--- begin Extracted text ---

Our daily excursions include the largest Neolithic site in Wales at Llanfaethlu, mysterious Mesolithic chambered cairns and tombs, and the finest of Edward I’s Welsh castles, Beaumaris, described as the ‘most technically perfect’ castle in Britain, certainly one of the great masterpieces of the time of Giotto. Travelling through tiny villages studded with Nonconformist chapels, we stop at exquisite stone 12c churches perched on the coastal headlands. At Plas Newydd, seat of the Marquesses of Anglesey, on the Menai Strait facing Snowdonia, we enjoy two of James Wyatt’s most outstanding light-filled interiors, and the dining room covered in mystical Rex Whistler murals.

--- end Extracted text ---
--- begin Given data ---

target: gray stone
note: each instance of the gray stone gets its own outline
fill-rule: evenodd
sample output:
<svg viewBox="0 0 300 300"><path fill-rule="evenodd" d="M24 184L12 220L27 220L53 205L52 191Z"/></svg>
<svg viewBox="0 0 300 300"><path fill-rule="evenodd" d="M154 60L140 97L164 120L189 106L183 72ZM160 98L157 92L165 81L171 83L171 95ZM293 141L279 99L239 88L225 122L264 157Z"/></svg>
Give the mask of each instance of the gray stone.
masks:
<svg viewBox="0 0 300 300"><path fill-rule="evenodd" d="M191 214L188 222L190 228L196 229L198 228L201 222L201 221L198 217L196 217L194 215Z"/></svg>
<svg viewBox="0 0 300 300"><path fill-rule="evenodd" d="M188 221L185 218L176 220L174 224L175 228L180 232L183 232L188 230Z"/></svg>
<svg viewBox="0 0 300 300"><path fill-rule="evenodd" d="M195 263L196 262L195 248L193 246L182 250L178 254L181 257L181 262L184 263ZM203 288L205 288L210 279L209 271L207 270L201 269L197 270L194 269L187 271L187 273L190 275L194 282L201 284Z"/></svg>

--- end Given data ---

Stated task.
Resume the description of the daily excursions in Wales, starting right after its final sentence about Plas Newydd.

Written reply.
We stay in the turreted Chateau Rhianfa, now a Grade II listed building, built in 1849 by Sir John Hay Williams, Baronet of Bodelwyddan as a gift for his wife Lady Sarah. We revel in the light of Anglesey and come to understand why the Anglesey landscape painter, Kyffin Williams, wrote of his birthplace: ‘the light was more pearly than that of the mainland, the cottages whiter and more welcoming.’

COST £1655 Members, £1705 non-members, Single Room Supplement £200, includes four nights’ accommodation at Chateau Rhianfa with breakfast, all lunches with wine, all dinners in Chateau Rhianfa with wine, all lectures and visits and all coach travel during the tour. Excludes travel to and from Bangor.

We are very sorry to say that this tour is not suitable for those with mobility issues as the terrain around the prehistoric monuments is quite rough and uneven.